TASK LIST -
a) Repeat from the forum thread of relationship advice, word for word, the passage from "Head for splitsville" to "have told them.".
b) Write the next part of the forum thread of relationship advice, beginning after its final sentence.

PAGE TEXT -
Post # 16
- Wedding: November 2018 - City Hall
Time to leave and move on. For real this time.
There has been zero progress, he told you he does not see marriage in the future. He has told you time and time again there’d be progress and there is none. You want marriage and children, find someone who wants these too. Two years and his family doesn’t even know about you, huge red flag bee. You may love him, but you deserve better.
Head for splitsville and find a man who will show you real love.
Post # 17
- Wedding: June 2020 - City, State
As someone of Indian origin, I’ve seen plenty of Asians do this where they date people from a different background (usually white), don’t tell their parents anything and then defend themselves using “cultural differences, strict parents” as an excuse. I can tell you, no matter how strict or conversative his family are, if he were serious about you or wanted to marry you he would have told them.
No point staying with someone who isn’t serious about your relationship, you deserve better.

DATA ENTRIES -
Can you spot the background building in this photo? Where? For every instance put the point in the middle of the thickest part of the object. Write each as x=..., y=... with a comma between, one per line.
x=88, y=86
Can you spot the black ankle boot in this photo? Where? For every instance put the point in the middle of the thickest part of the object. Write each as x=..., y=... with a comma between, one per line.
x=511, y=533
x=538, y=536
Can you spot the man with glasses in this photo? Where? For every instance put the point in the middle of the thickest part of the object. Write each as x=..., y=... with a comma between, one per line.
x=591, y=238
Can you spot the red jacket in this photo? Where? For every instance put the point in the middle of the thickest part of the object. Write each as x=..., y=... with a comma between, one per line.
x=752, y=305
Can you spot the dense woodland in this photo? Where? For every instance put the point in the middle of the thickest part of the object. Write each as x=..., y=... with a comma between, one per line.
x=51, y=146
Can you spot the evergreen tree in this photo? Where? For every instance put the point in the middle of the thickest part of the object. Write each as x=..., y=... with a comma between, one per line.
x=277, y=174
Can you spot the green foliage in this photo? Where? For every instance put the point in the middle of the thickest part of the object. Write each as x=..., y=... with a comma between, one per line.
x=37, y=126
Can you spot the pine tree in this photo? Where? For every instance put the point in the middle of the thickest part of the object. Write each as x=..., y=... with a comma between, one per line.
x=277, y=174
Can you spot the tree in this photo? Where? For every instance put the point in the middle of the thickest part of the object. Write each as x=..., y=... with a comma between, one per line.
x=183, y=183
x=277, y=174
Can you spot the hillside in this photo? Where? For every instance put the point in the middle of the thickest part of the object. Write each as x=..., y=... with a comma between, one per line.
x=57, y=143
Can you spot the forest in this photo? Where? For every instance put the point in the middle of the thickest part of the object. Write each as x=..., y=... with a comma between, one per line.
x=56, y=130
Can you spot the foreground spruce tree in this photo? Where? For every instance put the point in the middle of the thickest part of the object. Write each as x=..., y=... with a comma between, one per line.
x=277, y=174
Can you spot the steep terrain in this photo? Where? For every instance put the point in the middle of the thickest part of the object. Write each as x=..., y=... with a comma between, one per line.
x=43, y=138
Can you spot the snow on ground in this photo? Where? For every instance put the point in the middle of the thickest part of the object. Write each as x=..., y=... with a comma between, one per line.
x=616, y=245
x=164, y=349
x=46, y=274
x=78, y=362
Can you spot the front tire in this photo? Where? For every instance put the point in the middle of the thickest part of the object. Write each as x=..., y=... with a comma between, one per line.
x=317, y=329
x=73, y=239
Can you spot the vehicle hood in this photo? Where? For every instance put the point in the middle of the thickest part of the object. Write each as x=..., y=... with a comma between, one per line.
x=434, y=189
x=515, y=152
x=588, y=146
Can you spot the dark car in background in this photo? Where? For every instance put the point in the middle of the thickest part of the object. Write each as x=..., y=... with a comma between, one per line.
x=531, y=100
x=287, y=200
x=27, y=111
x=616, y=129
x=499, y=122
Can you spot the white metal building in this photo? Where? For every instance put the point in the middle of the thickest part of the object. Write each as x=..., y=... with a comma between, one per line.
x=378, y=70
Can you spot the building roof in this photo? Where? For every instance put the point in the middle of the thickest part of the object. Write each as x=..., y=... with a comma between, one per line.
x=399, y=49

OUTPUTS -
a)
Head for splitsville and find a man who will show you real love.
Post # 17
- Wedding: June 2020 - City, State
As someone of Indian origin, I’ve seen plenty of Asians do this where they date people from a different background (usually white), don’t tell their parents anything and then defend themselves using “cultural differences, strict parents” as an excuse. I can tell you, no matter how strict or conversative his family are, if he were serious about you or wanted to marry you he would have told them.

b)
Post # 18
I know of two slow relationships. One turned out very successful and the other was a waste of time.
One of my friends used to date an East Indian guy. He only introduced her to his very close friends and roommates. She was a secret. Years later, she found out that he was engaged to be married. His parents picked a bride for him. He was to study and then return to India and get married to her. So, that’s what happened.
In the second story, this girl and the guy were from different nationalities. The girl’s mother was a racist. So, the girl openly told the guy that she couldn’t introduce him to her mother because of her descrimination. She introduced him to all her friends thoughand ressured him about the raltionship in other ways. Slowly, she introduced him as a friend to the mother. It took the mother some years to like this guy while the relationship secretly blossomed. They are married now.
The difference between the above raltionships is the level of honesty and openness of hat is slowing the realtionship and the persistence of making it work. Do you have those in your relationship?
Post # 19
It’s not you, it’s me.
Oh, Honey Bee. That line is so old, archeologists have found it in hieroglyphics at ancient ruins.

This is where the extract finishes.